## What to produce
Each entry below is to be transcribed exactly.

## Dataset excerpts
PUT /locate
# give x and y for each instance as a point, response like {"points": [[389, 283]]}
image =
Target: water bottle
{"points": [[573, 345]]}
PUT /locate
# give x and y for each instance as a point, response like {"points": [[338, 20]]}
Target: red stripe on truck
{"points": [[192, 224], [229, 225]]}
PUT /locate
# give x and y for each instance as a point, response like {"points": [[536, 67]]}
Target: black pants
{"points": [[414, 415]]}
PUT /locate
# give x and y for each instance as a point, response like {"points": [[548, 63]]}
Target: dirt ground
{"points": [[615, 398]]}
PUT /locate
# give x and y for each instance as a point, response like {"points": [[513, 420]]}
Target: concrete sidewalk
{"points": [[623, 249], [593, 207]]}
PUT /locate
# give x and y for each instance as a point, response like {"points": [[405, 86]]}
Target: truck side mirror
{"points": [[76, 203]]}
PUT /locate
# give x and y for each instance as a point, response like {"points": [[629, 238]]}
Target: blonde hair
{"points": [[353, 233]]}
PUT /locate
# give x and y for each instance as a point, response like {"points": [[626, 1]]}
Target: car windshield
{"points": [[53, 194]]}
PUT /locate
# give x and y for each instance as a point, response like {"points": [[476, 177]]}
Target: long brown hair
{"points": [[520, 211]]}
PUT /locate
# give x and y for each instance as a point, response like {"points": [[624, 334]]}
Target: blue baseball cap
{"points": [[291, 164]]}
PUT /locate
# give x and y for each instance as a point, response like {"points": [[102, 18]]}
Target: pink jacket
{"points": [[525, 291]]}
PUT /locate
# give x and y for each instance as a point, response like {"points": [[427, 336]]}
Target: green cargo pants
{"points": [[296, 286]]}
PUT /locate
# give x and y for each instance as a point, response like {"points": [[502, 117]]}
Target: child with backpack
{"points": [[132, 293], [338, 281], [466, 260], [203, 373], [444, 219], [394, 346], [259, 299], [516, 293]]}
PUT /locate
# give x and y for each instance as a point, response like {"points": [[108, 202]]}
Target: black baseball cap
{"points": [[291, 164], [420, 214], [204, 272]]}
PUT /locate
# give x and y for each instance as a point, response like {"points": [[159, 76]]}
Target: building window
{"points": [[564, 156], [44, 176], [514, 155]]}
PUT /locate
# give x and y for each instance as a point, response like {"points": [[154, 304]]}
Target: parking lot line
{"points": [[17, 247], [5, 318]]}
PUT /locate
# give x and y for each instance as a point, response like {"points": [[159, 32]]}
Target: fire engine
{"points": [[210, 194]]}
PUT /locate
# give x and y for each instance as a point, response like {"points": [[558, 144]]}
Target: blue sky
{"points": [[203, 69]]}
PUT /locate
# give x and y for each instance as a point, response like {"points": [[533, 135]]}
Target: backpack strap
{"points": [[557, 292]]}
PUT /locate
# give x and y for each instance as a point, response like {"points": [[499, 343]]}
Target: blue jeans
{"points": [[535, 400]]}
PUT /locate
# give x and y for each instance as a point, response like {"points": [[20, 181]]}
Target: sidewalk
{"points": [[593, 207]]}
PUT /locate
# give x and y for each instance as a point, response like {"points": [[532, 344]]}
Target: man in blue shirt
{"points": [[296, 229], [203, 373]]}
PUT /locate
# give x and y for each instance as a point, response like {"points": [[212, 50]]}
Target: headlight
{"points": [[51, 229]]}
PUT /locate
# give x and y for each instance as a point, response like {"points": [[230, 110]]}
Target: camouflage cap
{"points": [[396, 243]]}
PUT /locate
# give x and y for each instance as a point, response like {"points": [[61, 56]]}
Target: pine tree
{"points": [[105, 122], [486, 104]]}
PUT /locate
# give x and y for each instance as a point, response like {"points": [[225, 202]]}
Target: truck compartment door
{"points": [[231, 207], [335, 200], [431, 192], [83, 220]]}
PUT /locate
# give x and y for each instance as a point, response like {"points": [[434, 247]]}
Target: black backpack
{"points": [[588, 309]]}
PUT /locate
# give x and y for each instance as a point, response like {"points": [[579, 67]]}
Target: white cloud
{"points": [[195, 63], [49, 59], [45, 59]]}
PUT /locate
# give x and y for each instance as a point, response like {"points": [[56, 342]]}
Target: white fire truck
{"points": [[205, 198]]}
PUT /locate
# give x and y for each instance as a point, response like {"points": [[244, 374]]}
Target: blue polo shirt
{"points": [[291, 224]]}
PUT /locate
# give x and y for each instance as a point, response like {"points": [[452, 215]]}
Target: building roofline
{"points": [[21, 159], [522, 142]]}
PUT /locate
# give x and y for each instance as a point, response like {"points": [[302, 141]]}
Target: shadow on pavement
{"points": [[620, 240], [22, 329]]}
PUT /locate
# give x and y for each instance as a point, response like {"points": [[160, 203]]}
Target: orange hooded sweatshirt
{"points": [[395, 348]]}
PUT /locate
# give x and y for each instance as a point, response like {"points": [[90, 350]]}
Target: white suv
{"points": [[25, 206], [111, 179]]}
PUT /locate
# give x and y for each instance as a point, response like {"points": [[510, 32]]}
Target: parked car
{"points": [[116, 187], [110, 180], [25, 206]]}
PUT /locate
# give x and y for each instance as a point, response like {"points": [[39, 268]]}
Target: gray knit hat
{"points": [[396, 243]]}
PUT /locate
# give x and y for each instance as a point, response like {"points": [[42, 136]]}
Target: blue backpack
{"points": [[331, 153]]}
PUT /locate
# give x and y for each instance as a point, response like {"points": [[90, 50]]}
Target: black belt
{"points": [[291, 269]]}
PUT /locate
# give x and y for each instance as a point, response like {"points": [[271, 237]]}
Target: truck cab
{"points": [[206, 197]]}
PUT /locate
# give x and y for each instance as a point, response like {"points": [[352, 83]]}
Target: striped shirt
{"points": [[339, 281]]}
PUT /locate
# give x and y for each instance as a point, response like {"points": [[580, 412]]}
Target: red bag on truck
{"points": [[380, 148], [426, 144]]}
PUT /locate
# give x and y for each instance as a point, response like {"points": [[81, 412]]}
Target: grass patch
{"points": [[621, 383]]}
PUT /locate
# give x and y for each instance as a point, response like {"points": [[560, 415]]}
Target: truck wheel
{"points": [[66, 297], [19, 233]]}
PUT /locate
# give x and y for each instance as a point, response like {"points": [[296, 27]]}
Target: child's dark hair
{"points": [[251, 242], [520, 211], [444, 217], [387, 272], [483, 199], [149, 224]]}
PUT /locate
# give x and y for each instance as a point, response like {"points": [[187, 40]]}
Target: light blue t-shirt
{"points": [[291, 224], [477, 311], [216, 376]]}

## Output
PUT /locate
# give x and y for each instance as a point, response like {"points": [[389, 283]]}
image =
Target: water bottle
{"points": [[573, 345]]}
PUT /locate
# give x and y for each instance as a point, response like {"points": [[338, 20]]}
Target: red stripe on truck
{"points": [[192, 224], [229, 225]]}
PUT /locate
# give x and y for each instance as a point, response like {"points": [[536, 67]]}
Target: black pants
{"points": [[414, 415]]}
PUT /locate
# give x and y for each instance as a point, response like {"points": [[548, 63]]}
Target: dirt ground
{"points": [[615, 398]]}
PUT /locate
# give x and y for each instance as a point, response like {"points": [[513, 420]]}
Target: concrete sidewalk
{"points": [[623, 249], [593, 207]]}
PUT /locate
# give x and y for each instance as a point, response like {"points": [[405, 86]]}
Target: truck side mirror
{"points": [[76, 203]]}
PUT /locate
# give x and y for each instance as a point, response like {"points": [[629, 238]]}
Target: blonde hair
{"points": [[353, 233]]}
PUT /locate
# give x and y for each instance as a point, response like {"points": [[626, 1]]}
Target: car windshield
{"points": [[53, 194]]}
PUT /locate
# give x and y for each instance as a point, response like {"points": [[476, 177]]}
Target: long brown hair
{"points": [[520, 211]]}
PUT /locate
# give x and y for each instance as a point, response like {"points": [[624, 334]]}
Target: blue baseball cap
{"points": [[291, 164]]}
PUT /locate
# give x and y for each instance as a point, response like {"points": [[102, 18]]}
Target: pink jacket
{"points": [[525, 291]]}
PUT /locate
# give x and y for each instance as a point, response like {"points": [[427, 336]]}
Target: green cargo pants
{"points": [[296, 286]]}
PUT /locate
# give x and y for each instance as a point, response like {"points": [[502, 117]]}
Target: child with backpack
{"points": [[132, 293], [338, 281], [466, 260], [203, 373], [444, 219], [394, 346], [259, 299], [516, 293]]}
PUT /locate
# give x and y for each instance as a point, response like {"points": [[108, 202]]}
Target: black baseball cap
{"points": [[291, 164], [420, 214], [204, 272]]}
PUT /locate
# give x and y for each instance as a point, response like {"points": [[159, 76]]}
Target: building window
{"points": [[564, 156], [44, 176], [514, 155]]}
PUT /locate
# give x and y for each instance as a point, response like {"points": [[154, 304]]}
Target: parking lot line
{"points": [[17, 247], [5, 318]]}
PUT /locate
# give x and y for each instance as a point, response like {"points": [[159, 32]]}
Target: fire engine
{"points": [[210, 194]]}
PUT /locate
# give x and y for each instance as a point, response like {"points": [[558, 144]]}
Target: blue sky
{"points": [[203, 69]]}
PUT /locate
# give x and y for each instance as a point, response like {"points": [[533, 135]]}
Target: backpack strap
{"points": [[557, 292]]}
PUT /locate
# give x and y for each instance as a point, response like {"points": [[499, 343]]}
Target: blue jeans
{"points": [[535, 400]]}
PUT /locate
# give x and y for each instance as a point, response like {"points": [[20, 181]]}
Target: sidewalk
{"points": [[593, 207]]}
PUT /locate
# give x and y for each instance as a point, response like {"points": [[532, 344]]}
Target: man in blue shirt
{"points": [[296, 229], [203, 373]]}
PUT /locate
# give x and y for each instance as a point, response like {"points": [[212, 50]]}
Target: headlight
{"points": [[51, 229]]}
PUT /locate
# give x and y for each instance as a point, response like {"points": [[230, 110]]}
Target: camouflage cap
{"points": [[396, 243]]}
PUT /locate
# give x and y for each instance as a point, response like {"points": [[61, 56]]}
Target: pine tree
{"points": [[105, 122], [486, 104]]}
PUT /locate
# give x and y for each instance as a point, response like {"points": [[225, 202]]}
Target: truck compartment door
{"points": [[231, 207], [335, 200], [431, 192], [83, 220]]}
PUT /locate
# give x and y for each instance as a point, response like {"points": [[434, 247]]}
Target: black backpack
{"points": [[588, 309]]}
PUT /locate
# give x and y for each instance as a point, response like {"points": [[579, 67]]}
Target: white cloud
{"points": [[195, 63], [49, 59], [45, 59]]}
PUT /locate
# give x and y for each instance as a point, response like {"points": [[56, 342]]}
Target: white fire truck
{"points": [[205, 198]]}
PUT /locate
# give x and y for each instance as a point, response like {"points": [[244, 374]]}
Target: blue polo shirt
{"points": [[291, 224]]}
PUT /locate
# give x and y for each instance as a point, response like {"points": [[452, 215]]}
Target: building roofline
{"points": [[21, 159], [522, 142]]}
PUT /locate
# give x and y for each instance as a point, response like {"points": [[302, 141]]}
Target: shadow on pavement
{"points": [[620, 240], [22, 329]]}
PUT /locate
# give x and y for each instance as a point, response like {"points": [[160, 203]]}
Target: orange hooded sweatshirt
{"points": [[395, 348]]}
PUT /locate
# give x and y for each instance as a point, response like {"points": [[90, 350]]}
Target: white suv
{"points": [[25, 206], [111, 179]]}
PUT /locate
# give x and y for each instance as a point, response like {"points": [[510, 32]]}
Target: parked car
{"points": [[116, 187], [110, 180], [25, 206]]}
PUT /locate
# give x and y for each instance as a point, response like {"points": [[39, 268]]}
Target: gray knit hat
{"points": [[396, 243]]}
PUT /locate
# give x and y for each instance as a point, response like {"points": [[42, 136]]}
Target: blue backpack
{"points": [[331, 153]]}
PUT /locate
# give x and y for each instance as a point, response like {"points": [[90, 50]]}
Target: black belt
{"points": [[291, 269]]}
PUT /locate
# give x and y for each instance as a point, response like {"points": [[271, 237]]}
Target: truck cab
{"points": [[206, 197]]}
PUT /locate
# give x and y for each instance as a point, response like {"points": [[352, 83]]}
Target: striped shirt
{"points": [[339, 281]]}
PUT /locate
# give x and y for each instance as a point, response like {"points": [[580, 412]]}
Target: red bag on truck
{"points": [[380, 148], [426, 144]]}
PUT /locate
# give x and y for each instance as a point, response like {"points": [[81, 412]]}
Target: grass patch
{"points": [[621, 383]]}
PUT /locate
# give x and y for each instance as a point, response like {"points": [[560, 415]]}
Target: truck wheel
{"points": [[66, 297], [19, 233]]}
PUT /locate
# give x and y for each instance as a point, response like {"points": [[296, 27]]}
Target: child's dark hair
{"points": [[251, 242], [520, 211], [444, 217], [387, 272], [483, 199], [149, 224]]}
PUT /locate
# give x and y for each instance as a point, response like {"points": [[187, 40]]}
Target: light blue t-shirt
{"points": [[291, 224], [477, 311], [216, 376]]}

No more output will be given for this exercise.